→ **QUOTED TEXT**:
The CPRS will also have consequences for financiers that have lent money to or have invested in entities that are liable under the scheme.

The CPRS will impose additional costs on borrowers, which may include the cost of acquiring permits and increased expenditure on capital items to reduce emissions or increase energy efficiency.

The facility agreements and supporting security documents between liable entities (in their capacity as borrowers) and their financiers could call for a review of the loan arrangements if these costs will or could have a significant impact on the borrowers' assets and/or revenue stream.

A lender's review may entail assessment of the impact of CPRS obligations on the borrower's with the obligation in the facility agreement to comply with all relevant laws and obligations, which would include the CPRS once legislation implementing the scheme is passed.

The lender may also need to consider the possibility of taking security over the permits, which the borrower is obliged to acquire under the CPRS.

There is currently some uncertainty surrounding the precise nature of the scheme that the government intends to introduce to reduce national greenhouse emissions. Nevertheless, the White Paper is likely to form the basis for the government's approach.

Accordingly, we consider that it would be prudent for financiers to use the White Paper as a basis to undertake a comprehensive risk assessment of the implications of the CPRS for their facility agreements with entities that may be liable under the CPRS, particularly in light of the current global economic crisis.

Such a risk assessment will involve consideration of each of the relevant elements of the CPRS to determine the likely impact and probability of consequences for liable entities.

The risk assessment may need to be reviewed when the CPRS legislation is finally released. This paper will help guide financiers in undertaking that risk assessment and will assist in determining what action needs to be taken, if any, to protect their financial position prior to the implementation of the CPRS.

FRAMEWORK FOR A FINANCIER'S RISK ASSESSMENT OF THE CPRS

Objectives

It is important to articulate the objectives underlying a risk assessment of the CPRS as this will affect the nature of the assessment undertaken. More specifically, the objectives will help determine the criteria to be used to assess the overall level of risk associated with a particular aspect of the scheme.

→ **DATA RECORDS**:
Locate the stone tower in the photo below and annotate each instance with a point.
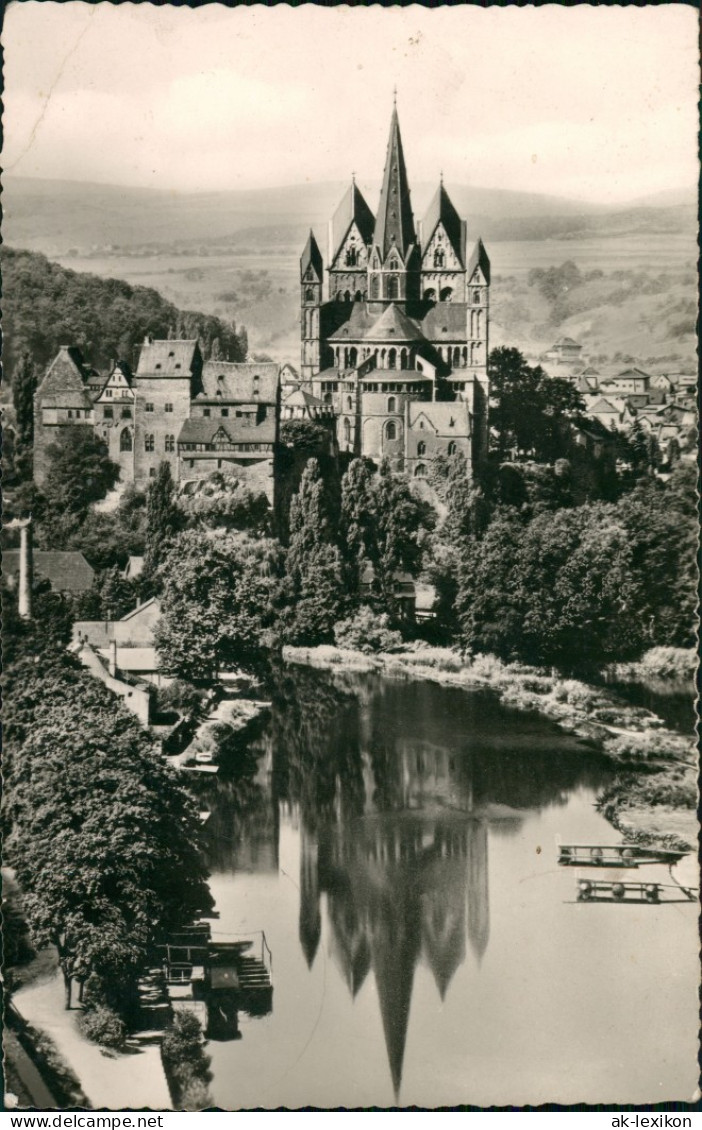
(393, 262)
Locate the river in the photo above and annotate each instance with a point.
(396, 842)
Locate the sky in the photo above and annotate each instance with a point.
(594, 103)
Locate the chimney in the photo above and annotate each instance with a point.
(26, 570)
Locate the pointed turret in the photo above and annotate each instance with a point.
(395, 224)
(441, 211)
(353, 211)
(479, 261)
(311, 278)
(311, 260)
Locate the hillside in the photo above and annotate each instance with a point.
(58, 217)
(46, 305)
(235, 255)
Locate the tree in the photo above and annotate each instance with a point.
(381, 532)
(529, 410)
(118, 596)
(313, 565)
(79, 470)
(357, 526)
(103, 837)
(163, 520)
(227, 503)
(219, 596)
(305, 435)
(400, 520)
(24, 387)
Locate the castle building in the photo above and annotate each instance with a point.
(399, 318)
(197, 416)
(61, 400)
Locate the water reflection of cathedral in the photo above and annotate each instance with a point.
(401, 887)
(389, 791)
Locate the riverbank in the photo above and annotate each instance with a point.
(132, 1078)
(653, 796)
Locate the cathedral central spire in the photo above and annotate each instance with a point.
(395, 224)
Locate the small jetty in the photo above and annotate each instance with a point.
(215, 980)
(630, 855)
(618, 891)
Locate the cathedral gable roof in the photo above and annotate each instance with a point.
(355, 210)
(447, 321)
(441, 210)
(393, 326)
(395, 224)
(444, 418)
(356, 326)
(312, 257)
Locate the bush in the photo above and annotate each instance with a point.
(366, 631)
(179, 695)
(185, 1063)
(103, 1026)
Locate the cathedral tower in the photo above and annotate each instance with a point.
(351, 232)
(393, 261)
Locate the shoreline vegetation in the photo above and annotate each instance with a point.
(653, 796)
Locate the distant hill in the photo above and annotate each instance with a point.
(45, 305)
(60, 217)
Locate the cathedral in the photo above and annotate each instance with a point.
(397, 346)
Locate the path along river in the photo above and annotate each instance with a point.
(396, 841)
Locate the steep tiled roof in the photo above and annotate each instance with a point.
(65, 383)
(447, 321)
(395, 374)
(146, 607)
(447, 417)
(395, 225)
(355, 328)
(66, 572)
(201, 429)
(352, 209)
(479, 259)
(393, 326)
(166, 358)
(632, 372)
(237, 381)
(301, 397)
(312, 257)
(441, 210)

---

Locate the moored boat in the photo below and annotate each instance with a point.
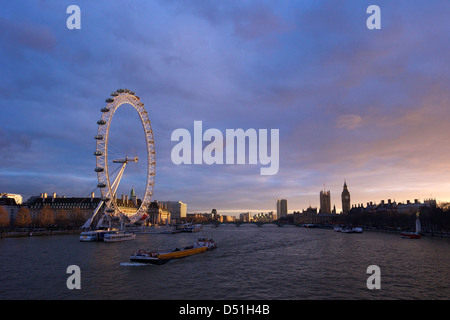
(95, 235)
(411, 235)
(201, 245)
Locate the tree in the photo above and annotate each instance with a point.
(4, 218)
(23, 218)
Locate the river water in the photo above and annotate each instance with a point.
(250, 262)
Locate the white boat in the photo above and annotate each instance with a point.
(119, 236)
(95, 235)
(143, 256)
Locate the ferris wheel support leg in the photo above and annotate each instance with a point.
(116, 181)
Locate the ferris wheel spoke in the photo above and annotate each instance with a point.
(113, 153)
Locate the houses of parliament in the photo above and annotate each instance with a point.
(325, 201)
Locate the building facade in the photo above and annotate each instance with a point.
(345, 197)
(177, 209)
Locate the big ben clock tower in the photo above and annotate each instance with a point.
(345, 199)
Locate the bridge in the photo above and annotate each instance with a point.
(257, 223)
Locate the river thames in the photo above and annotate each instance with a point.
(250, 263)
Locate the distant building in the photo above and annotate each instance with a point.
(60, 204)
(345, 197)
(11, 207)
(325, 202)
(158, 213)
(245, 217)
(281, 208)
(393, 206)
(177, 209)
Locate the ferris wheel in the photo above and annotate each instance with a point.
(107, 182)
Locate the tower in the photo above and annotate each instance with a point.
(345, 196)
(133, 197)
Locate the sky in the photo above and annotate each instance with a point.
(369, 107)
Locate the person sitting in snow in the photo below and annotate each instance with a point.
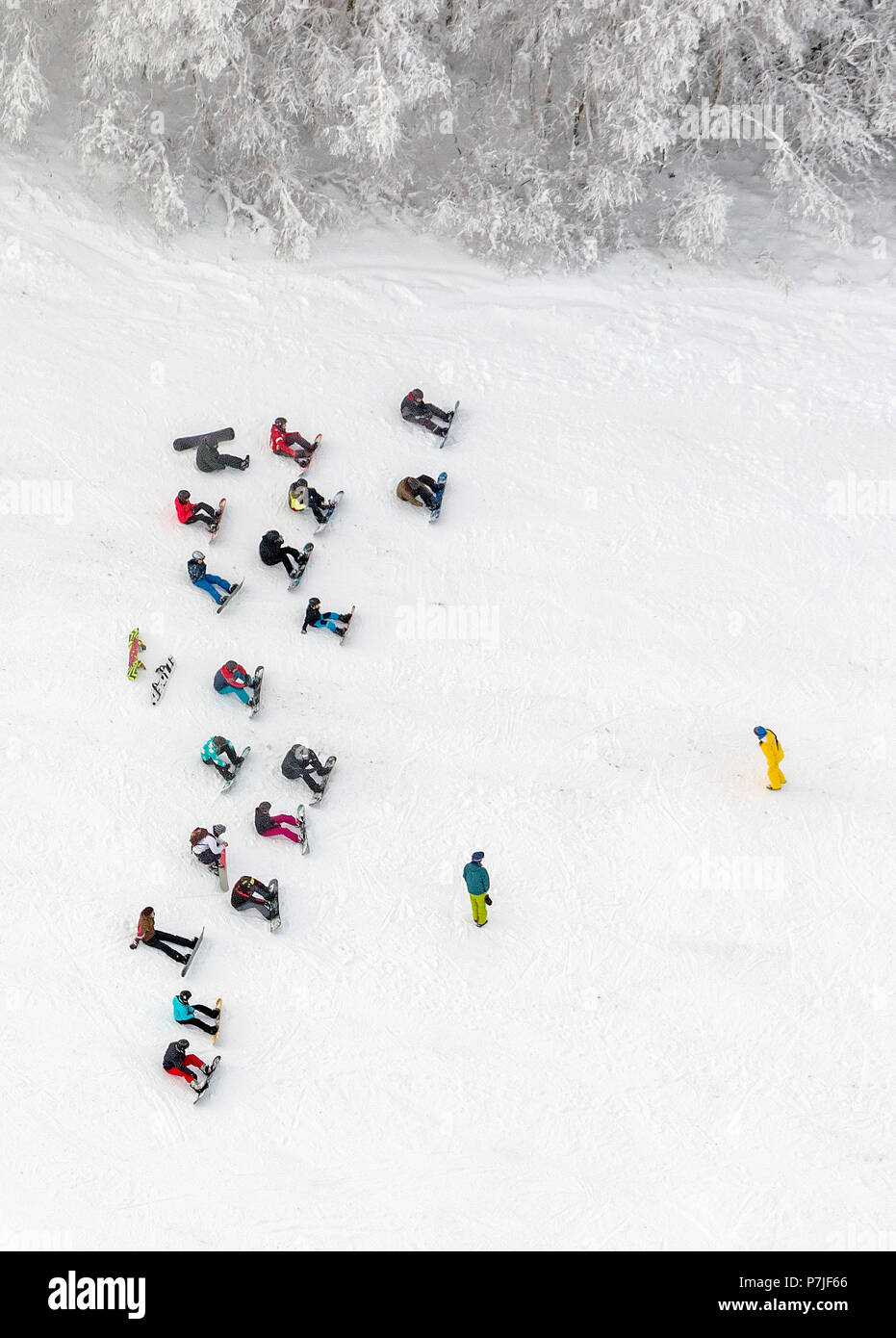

---

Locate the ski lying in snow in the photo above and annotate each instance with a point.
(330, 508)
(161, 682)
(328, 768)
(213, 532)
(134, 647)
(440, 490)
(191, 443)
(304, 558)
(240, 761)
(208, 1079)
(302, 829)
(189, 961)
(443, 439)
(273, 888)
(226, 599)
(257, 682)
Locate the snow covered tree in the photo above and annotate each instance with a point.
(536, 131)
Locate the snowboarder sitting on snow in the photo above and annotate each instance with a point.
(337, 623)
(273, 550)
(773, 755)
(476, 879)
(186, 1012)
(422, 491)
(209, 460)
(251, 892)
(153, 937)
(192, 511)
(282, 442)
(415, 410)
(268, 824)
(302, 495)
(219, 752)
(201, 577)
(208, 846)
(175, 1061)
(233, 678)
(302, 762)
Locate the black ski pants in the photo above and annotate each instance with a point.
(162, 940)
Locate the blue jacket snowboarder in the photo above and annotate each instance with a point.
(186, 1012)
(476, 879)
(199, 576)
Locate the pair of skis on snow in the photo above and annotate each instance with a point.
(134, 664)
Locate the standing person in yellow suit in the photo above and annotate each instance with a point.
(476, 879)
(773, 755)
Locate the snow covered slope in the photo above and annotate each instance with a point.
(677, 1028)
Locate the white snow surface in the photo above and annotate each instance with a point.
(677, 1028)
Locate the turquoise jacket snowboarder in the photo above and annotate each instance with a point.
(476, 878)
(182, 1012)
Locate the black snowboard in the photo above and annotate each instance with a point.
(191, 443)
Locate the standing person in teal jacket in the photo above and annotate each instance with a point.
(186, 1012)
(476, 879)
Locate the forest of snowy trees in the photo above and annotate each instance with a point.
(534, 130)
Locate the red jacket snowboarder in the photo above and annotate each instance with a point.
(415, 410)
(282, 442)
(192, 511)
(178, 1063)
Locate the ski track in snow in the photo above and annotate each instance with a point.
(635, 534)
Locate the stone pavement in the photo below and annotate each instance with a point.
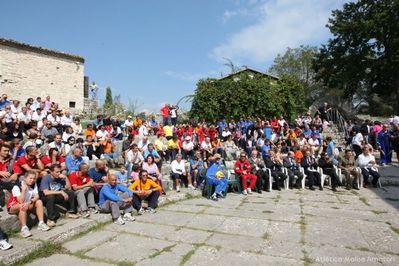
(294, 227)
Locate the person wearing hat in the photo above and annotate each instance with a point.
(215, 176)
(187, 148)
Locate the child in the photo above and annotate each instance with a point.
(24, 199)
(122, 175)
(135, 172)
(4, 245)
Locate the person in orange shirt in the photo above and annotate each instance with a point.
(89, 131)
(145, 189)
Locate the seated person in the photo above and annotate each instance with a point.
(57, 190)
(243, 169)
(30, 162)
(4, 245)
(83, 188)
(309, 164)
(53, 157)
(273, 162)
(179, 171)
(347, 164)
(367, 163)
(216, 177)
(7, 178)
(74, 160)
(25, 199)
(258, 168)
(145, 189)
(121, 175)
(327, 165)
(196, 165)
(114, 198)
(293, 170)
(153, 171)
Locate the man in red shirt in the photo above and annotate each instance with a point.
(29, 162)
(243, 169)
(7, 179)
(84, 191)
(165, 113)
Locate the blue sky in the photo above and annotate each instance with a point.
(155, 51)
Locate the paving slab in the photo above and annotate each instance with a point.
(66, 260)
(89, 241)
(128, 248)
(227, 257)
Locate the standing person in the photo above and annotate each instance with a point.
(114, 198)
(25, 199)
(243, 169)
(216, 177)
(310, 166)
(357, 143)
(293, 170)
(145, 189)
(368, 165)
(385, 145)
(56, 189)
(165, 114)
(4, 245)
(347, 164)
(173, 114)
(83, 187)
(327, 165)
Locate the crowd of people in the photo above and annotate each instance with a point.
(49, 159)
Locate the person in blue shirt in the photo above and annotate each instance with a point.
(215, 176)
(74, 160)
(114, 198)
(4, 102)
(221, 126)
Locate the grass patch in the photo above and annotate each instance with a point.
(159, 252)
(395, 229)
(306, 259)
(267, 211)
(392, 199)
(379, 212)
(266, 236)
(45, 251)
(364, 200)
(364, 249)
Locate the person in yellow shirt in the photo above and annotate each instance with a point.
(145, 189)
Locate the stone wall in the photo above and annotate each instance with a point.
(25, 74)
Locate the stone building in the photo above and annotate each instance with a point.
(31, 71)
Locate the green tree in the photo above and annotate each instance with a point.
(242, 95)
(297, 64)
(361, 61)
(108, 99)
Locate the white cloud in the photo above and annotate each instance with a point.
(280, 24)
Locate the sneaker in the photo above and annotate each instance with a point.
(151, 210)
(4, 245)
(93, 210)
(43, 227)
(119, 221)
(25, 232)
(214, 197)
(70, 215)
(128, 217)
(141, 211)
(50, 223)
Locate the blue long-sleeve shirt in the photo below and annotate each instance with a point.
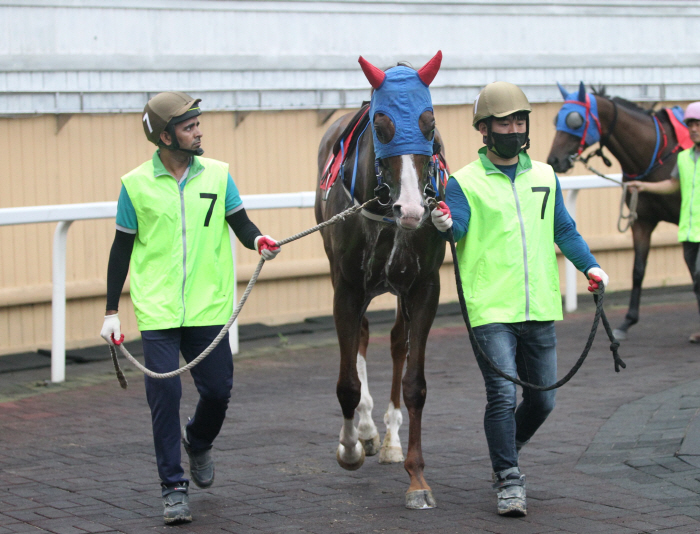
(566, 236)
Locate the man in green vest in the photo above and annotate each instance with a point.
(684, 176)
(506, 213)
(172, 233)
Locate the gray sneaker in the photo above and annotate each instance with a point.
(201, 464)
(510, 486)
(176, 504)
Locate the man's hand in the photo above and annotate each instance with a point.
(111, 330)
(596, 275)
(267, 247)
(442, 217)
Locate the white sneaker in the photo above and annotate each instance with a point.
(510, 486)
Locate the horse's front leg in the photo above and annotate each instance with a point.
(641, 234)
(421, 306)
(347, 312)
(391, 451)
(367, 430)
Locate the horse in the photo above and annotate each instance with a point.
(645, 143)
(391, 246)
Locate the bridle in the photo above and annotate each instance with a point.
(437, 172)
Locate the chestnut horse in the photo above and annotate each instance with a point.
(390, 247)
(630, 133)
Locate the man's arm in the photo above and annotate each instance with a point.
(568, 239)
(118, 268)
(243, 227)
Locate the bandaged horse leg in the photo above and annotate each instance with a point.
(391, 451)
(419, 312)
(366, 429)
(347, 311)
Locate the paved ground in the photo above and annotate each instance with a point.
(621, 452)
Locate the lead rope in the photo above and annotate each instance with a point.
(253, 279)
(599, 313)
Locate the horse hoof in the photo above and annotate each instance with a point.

→ **REQUIRED ACTIONS**:
a - Using the CPRS text, decide whether each statement agrees with it: (i) a lender may need to consider taking security over the permits a borrower must acquire; (ii) the precise nature of the scheme is already settled; (iii) the risk assessment may need to be reviewed once the CPRS legislation is released. For each, answer yes or no and quote the words of the text that decide it.
b - Write the next part of the CPRS text, picking up after its last sentence about objectives.
The items above were taken from a separate source.

→ **ANSWERS BELOW**:
a -
(i) Yes: "The lender may also need to consider the possibility of taking security over the permits, which the borrower is obliged to acquire under the CPRS."
(ii) No: "There is currently some uncertainty surrounding the precise nature of the scheme that the government intends to introduce to reduce national greenhouse emissions."
(iii) Yes: "The risk assessment may need to be reviewed when the CPRS legislation is finally released."

b -
For financiers, the objective is clear: to determine whether obligations under the CPRS will or may affect the borrower's assets and/or revenue stream.

This will entail determination of whether a borrower is liable under the CPRS, the extent of liability and whether such liability will or could have a significant impact on the borrowers' assets and/or revenue stream.

Some CPRS obligations will entail a greater risk of affecting borrowers assets and/or revenue stream than others. A comprehensive risk assessment will allow financiers to rank CPRS obligations and monitor how individual borrowers are addressing the high risk provisions.

This will place financiers in a better position to decide upon appropriate action to ensure borrowers adequately address the risk before and after the CPRS comes into effect so as to avoid an adverse impact upon their business.

Criteria

'Risk' is most commonly defined in terms of the expected impact that may be caused by a situation or event and the probability of that situation or event occurring. Generally speaking, the greater the impact and probability, the higher the overall risk.

Applying these elements in the CPRS context, a financier's risk assessment will entail consideration of the actual or possible impact of each relevant element of the CPRS on the borrower's assets and/or revenue stream and the probability of that impact occurring.

Impact Factors

There will be several dimensions to the consideration of impact under the CPRS. In particular, it will be important to understand both:

  • the nature of the impact: that is, whether or not the particular CPRS obligation affects the borrower's assets and revenue stream and, if so, how; and
  • the degree of impact: that is, the extent to which the CPRS obligation affects the borrower's assets and revenue stream.

Financiers need only be concerned if obligations under the CPRS are of a kind that will significantly affect the borrowers' assets and/or revenue stream in the medium to long term.

There are a number of obligations in the CPRS that impose on-going costs on liable entities, some of which may be significant. These types of obligations are likely to be ranked by financiers as having a 'high impact' and, depending upon the probability of the impact eventuating, need to be closely monitored by financiers.

Obligation To Acquire And Surrender Permits

Under the CPRS, entities are free to emit greenhouse gases at whatever level they choose. However, if they do decide to emit, they are obliged to acquire and surrender a permit for every tonne of greenhouse gases emitted in a particular year.

The impact of the obligation to acquire and surrender permits on a borrower's assets and revenue stream will depend upon a variety of factors, including:

  • the number of permits that must be obtained (corresponding to the level of the borrower's emissions)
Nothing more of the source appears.